▶ Directions: Tally the lines below that contain the string "tree" and reply with the count alone.
--
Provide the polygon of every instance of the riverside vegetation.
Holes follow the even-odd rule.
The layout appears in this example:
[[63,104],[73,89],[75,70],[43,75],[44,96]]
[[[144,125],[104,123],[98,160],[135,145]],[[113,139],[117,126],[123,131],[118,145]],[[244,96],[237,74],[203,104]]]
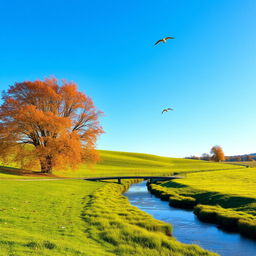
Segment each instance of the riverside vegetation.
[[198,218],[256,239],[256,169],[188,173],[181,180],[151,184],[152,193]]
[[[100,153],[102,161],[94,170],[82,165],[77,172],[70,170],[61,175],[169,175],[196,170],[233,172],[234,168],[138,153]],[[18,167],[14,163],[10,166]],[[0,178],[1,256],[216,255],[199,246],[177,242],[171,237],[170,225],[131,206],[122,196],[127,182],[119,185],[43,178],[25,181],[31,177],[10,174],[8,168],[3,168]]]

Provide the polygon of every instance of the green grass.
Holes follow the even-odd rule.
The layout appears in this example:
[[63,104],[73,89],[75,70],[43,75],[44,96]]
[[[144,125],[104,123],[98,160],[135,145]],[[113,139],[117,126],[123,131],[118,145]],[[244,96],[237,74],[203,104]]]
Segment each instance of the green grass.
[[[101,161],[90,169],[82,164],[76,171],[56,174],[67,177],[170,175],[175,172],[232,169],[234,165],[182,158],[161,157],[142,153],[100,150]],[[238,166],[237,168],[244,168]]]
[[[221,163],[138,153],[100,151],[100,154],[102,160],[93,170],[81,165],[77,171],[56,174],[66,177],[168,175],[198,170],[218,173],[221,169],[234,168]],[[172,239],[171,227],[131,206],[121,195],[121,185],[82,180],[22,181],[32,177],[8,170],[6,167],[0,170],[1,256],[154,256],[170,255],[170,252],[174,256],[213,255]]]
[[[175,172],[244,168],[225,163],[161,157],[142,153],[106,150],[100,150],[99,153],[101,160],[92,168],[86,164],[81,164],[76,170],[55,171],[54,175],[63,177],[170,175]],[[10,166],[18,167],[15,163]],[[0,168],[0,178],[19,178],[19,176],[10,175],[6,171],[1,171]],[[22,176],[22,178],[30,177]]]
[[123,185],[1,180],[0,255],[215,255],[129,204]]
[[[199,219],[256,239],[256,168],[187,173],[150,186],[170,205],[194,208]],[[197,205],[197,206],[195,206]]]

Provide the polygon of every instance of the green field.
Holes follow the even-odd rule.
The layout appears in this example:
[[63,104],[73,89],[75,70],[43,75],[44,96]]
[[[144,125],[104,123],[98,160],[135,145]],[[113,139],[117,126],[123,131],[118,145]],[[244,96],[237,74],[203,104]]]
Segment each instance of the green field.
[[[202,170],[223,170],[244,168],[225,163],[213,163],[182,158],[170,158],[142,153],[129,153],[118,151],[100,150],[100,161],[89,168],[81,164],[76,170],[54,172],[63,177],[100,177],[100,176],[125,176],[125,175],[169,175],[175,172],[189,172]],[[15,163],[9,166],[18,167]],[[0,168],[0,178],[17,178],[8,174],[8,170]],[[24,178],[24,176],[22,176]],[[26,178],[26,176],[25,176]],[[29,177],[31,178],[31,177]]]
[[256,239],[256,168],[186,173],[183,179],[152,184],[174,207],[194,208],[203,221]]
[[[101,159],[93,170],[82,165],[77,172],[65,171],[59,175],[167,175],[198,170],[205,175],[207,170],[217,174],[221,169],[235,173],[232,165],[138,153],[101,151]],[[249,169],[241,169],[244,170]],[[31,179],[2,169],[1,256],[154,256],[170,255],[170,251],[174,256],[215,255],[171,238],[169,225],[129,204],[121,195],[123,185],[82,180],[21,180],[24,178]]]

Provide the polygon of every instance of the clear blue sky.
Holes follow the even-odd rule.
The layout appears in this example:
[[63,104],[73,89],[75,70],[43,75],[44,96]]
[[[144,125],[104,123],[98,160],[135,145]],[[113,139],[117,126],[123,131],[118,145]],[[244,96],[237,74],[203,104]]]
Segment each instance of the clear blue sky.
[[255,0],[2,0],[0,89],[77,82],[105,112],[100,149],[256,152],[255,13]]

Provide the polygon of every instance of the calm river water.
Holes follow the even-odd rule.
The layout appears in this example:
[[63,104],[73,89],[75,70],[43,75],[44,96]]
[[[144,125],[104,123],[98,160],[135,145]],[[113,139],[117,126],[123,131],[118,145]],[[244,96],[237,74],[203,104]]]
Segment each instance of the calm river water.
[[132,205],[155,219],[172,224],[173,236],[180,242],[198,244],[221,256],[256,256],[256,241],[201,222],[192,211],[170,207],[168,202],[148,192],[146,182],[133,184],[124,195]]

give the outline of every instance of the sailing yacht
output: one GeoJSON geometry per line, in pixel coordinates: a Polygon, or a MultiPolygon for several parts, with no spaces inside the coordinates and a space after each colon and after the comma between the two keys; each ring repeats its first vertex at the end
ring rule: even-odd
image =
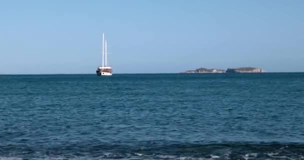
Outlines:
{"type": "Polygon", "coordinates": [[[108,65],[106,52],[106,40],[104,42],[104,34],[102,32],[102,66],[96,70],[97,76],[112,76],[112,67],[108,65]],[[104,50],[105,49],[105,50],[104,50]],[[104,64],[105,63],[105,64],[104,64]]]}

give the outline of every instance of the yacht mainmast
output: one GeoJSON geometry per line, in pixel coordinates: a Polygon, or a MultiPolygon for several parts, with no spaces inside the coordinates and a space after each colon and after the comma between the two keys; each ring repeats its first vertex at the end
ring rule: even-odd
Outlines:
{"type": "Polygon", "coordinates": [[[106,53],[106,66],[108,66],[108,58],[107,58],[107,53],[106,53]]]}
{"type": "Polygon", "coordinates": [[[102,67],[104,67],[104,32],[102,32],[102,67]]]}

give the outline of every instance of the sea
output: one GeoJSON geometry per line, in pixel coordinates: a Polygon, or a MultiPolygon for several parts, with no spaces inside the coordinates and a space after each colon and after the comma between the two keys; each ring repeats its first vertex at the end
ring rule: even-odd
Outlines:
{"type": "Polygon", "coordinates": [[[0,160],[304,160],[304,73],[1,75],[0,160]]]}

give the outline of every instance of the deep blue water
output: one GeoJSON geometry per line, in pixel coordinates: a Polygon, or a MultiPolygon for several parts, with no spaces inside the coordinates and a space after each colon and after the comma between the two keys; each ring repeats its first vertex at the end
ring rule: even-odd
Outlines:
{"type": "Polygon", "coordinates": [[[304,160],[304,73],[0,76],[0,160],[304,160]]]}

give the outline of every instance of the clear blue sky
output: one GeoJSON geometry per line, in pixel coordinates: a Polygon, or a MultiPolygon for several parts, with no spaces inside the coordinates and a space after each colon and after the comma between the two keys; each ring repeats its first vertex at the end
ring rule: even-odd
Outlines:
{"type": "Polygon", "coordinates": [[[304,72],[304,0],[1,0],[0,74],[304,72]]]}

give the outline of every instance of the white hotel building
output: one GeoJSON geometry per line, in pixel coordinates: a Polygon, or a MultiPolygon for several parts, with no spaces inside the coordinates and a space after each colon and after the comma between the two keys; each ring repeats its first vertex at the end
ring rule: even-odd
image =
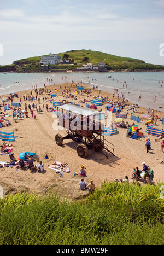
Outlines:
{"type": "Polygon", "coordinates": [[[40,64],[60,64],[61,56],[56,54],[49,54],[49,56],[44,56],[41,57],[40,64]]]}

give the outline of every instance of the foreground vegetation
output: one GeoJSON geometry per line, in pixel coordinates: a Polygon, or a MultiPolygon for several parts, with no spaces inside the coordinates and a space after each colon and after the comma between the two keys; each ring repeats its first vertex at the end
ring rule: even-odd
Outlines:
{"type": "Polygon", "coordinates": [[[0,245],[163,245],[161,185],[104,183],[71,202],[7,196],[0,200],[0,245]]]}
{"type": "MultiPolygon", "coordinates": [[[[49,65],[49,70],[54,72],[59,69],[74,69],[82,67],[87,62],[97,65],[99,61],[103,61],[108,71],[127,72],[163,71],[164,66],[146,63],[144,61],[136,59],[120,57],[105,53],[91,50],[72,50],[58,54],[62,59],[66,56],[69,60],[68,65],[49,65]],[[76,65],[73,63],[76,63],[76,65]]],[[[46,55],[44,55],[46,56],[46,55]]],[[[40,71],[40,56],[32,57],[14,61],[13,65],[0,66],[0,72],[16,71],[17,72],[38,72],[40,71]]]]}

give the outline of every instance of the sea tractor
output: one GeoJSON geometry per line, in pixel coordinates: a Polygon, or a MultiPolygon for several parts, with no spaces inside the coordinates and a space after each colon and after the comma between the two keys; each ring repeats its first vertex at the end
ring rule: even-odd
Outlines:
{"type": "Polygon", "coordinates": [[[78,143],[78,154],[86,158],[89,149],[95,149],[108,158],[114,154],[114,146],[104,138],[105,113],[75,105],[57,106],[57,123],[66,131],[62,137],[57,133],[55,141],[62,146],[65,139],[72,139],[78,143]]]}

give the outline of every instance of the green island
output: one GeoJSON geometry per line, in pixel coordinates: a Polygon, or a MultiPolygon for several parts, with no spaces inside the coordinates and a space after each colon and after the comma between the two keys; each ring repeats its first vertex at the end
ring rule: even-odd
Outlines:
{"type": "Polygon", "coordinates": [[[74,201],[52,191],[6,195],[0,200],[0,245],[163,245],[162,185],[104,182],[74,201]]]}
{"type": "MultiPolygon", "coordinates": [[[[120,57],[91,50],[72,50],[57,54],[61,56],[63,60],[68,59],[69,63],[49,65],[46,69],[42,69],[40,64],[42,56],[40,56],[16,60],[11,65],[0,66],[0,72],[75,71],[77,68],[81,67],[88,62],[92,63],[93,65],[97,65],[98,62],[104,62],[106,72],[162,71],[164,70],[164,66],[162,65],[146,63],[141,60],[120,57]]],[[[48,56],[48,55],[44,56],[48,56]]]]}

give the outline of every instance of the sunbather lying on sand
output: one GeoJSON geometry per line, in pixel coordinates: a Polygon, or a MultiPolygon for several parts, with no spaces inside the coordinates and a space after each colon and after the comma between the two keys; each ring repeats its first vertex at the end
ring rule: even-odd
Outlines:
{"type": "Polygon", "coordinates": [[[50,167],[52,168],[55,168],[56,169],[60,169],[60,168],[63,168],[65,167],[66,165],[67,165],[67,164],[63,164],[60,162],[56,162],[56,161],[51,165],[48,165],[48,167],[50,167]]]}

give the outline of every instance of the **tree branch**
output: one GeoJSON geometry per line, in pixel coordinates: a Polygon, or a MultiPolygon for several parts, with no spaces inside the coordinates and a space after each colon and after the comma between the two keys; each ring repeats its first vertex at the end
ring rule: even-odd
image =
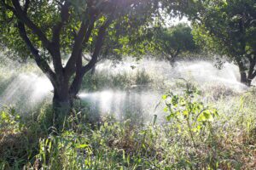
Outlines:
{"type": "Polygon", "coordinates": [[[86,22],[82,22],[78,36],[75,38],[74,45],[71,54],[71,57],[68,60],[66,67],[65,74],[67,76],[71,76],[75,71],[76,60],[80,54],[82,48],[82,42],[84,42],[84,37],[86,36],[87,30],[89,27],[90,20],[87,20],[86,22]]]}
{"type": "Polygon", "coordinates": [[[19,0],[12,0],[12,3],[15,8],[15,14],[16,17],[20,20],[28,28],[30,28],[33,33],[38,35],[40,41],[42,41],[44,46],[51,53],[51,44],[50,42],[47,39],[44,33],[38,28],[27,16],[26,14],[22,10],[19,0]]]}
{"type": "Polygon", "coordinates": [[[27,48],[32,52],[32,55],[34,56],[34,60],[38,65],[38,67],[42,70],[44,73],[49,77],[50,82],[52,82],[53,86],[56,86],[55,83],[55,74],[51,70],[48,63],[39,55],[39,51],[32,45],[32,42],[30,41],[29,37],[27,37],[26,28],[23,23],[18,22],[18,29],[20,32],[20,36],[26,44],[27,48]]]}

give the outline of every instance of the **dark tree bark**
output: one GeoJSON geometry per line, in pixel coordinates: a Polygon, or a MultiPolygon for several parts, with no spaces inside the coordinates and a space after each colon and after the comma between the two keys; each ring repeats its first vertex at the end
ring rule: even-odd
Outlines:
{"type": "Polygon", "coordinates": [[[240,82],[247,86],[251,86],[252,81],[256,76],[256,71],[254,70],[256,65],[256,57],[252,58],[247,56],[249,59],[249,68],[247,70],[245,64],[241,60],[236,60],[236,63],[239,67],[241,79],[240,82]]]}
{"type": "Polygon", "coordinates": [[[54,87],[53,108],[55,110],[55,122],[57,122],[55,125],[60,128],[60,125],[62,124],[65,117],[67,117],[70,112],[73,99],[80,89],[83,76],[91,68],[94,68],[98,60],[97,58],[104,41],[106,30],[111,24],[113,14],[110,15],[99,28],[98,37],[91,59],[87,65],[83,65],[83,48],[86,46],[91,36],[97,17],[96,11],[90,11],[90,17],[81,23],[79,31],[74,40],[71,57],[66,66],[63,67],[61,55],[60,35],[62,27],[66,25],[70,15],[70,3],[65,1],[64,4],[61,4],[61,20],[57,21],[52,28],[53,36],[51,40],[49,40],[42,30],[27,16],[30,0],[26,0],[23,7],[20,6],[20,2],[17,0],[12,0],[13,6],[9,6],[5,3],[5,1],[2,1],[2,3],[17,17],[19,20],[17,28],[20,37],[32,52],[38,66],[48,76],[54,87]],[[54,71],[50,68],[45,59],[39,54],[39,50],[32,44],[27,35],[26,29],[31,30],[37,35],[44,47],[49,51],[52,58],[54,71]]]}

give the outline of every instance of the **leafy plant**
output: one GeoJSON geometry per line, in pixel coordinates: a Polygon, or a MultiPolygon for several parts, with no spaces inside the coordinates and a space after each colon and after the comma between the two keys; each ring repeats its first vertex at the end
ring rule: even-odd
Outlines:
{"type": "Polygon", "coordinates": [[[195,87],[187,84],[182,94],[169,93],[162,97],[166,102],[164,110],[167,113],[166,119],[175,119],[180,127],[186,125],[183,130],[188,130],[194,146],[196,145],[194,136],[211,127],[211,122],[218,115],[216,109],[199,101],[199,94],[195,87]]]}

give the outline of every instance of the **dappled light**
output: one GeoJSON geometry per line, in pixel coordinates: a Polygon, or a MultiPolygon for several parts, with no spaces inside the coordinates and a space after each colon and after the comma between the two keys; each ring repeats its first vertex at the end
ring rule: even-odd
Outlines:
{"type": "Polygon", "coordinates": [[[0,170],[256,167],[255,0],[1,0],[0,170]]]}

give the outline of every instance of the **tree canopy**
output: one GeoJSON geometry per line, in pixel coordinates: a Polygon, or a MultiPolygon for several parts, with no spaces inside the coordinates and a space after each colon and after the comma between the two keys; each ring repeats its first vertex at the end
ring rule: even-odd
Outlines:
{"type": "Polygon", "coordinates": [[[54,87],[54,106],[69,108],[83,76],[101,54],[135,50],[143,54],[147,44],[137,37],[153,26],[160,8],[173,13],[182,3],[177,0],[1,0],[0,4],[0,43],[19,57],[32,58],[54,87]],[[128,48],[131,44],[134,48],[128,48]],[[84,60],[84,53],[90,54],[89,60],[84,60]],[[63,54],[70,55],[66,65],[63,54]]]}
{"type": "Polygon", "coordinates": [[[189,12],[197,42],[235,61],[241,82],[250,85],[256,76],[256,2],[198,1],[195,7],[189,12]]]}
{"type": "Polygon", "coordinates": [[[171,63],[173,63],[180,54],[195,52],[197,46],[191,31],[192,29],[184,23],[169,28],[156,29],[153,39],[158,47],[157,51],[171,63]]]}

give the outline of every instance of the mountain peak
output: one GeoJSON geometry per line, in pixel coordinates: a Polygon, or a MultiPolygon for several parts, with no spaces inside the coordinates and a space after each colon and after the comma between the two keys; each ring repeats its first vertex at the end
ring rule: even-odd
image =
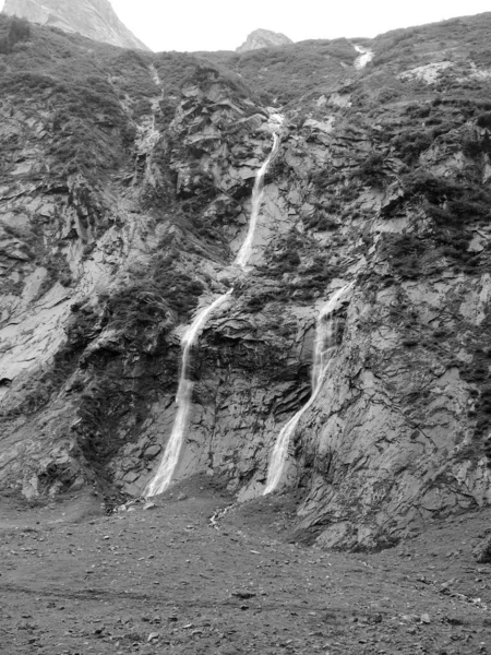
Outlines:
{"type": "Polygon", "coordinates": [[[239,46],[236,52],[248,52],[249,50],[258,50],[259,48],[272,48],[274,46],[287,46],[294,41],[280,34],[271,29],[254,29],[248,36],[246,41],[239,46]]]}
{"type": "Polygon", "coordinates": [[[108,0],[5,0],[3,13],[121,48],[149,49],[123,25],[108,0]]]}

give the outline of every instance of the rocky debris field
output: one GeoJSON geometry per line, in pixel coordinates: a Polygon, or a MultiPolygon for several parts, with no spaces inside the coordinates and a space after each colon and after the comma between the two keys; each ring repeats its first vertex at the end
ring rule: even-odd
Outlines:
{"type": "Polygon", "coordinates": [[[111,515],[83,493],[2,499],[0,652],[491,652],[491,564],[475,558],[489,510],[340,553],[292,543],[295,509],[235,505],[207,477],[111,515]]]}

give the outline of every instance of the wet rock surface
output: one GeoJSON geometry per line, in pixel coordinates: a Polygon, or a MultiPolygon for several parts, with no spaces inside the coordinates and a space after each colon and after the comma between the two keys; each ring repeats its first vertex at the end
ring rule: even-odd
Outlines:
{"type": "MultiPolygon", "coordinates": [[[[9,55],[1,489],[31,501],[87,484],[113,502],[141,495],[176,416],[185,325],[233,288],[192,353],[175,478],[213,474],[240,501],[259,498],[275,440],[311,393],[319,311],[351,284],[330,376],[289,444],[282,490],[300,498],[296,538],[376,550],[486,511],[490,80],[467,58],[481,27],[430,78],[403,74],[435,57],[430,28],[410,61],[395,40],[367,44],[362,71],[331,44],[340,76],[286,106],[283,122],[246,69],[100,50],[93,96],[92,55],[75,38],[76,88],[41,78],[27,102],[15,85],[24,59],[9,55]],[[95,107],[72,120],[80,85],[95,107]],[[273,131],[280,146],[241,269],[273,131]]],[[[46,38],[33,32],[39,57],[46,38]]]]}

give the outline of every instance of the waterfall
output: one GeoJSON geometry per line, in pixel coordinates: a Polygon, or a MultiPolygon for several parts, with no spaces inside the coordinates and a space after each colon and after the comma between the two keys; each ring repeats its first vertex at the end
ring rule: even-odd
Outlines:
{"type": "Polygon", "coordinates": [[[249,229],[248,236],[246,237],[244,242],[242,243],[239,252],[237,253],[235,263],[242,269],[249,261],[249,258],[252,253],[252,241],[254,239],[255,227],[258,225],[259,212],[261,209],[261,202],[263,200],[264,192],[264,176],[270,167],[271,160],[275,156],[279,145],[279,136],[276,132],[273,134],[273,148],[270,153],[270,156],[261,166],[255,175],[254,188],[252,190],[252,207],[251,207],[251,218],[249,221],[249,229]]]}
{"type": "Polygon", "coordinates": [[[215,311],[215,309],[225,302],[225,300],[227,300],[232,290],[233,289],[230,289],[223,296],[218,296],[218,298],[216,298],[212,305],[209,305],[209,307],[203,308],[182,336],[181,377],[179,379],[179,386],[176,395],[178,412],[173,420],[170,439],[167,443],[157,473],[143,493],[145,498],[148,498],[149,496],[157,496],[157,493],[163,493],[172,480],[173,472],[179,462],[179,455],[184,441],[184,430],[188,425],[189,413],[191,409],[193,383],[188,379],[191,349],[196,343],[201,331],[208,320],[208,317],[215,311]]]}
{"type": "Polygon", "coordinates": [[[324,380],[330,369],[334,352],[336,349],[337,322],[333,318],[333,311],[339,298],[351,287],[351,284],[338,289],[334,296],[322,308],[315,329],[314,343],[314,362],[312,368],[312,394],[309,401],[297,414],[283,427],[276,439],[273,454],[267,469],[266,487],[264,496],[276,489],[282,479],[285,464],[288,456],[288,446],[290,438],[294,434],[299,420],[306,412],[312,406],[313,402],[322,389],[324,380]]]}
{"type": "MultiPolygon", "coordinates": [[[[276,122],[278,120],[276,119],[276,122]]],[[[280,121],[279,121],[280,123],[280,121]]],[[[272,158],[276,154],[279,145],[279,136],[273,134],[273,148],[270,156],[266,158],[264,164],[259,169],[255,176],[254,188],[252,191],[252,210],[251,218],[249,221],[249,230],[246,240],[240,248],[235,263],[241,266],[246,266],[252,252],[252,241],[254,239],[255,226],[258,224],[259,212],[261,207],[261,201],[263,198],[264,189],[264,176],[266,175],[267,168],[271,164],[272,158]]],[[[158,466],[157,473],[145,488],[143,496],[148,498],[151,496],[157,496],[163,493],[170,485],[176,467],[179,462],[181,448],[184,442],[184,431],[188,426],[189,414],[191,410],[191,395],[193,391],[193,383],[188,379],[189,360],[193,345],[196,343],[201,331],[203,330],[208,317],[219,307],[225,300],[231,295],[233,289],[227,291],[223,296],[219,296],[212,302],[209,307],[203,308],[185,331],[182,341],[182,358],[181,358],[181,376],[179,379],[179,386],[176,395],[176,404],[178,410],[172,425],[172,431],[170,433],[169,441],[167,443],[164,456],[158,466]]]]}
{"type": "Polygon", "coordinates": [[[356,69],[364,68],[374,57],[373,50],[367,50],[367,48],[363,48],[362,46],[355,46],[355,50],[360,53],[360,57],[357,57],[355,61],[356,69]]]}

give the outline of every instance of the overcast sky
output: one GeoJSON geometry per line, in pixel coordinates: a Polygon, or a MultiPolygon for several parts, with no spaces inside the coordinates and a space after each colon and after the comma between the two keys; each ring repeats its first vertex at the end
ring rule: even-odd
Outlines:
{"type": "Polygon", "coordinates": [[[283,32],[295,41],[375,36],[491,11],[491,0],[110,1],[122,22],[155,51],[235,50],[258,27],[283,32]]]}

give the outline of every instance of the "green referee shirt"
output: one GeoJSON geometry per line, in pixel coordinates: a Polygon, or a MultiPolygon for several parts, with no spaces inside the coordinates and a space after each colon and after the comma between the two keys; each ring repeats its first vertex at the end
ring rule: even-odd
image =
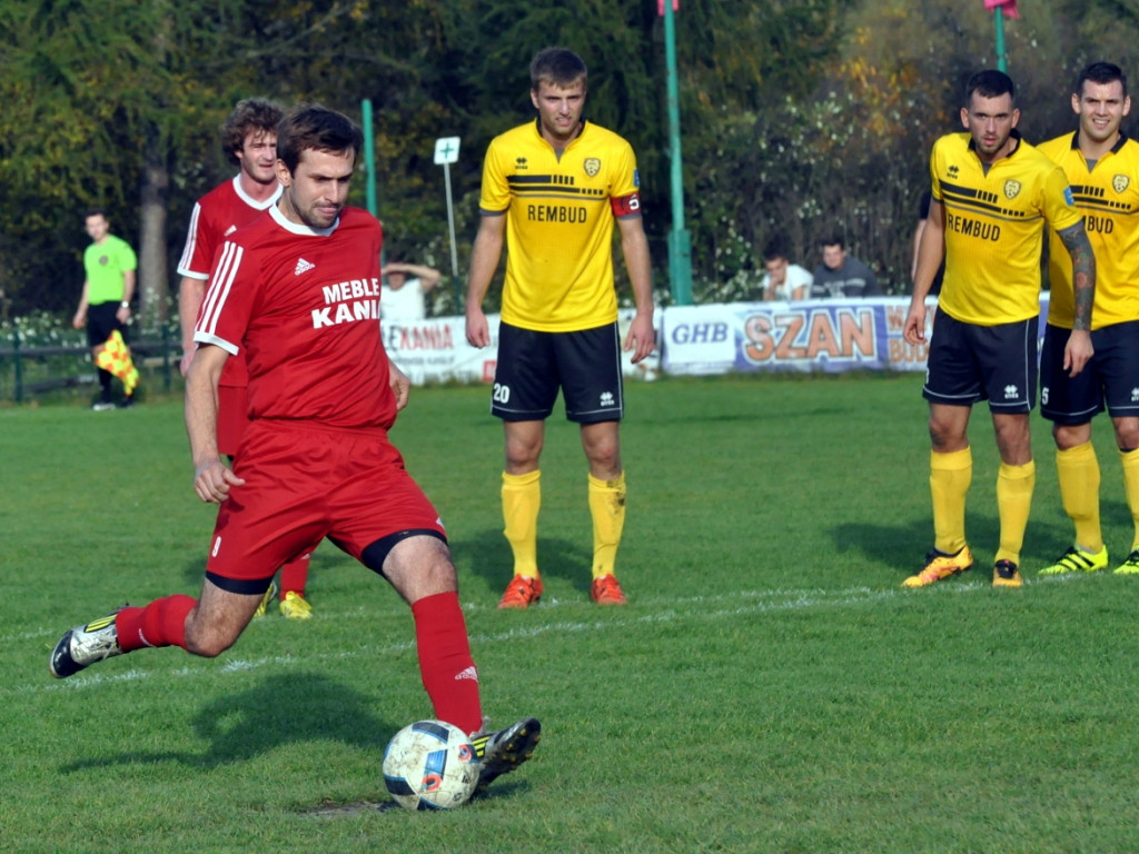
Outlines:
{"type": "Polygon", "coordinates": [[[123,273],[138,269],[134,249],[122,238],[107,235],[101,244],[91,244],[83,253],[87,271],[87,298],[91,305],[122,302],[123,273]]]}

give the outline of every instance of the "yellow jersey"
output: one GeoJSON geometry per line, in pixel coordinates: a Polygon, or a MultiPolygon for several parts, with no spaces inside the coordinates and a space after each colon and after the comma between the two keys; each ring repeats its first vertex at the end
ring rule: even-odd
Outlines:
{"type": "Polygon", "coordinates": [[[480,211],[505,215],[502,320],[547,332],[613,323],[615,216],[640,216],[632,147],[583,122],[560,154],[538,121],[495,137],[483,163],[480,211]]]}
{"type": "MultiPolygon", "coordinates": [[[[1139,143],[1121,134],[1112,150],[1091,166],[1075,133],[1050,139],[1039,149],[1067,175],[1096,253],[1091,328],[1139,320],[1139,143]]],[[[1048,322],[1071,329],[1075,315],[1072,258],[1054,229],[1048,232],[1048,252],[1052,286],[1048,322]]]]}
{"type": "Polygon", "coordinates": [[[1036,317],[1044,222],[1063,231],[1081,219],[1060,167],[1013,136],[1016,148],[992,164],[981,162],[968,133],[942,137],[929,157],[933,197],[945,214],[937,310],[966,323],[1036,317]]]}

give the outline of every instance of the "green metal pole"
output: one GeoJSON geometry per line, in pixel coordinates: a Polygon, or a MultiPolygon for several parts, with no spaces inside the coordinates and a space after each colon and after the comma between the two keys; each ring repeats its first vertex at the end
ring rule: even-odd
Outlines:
--
▶ The reply: 3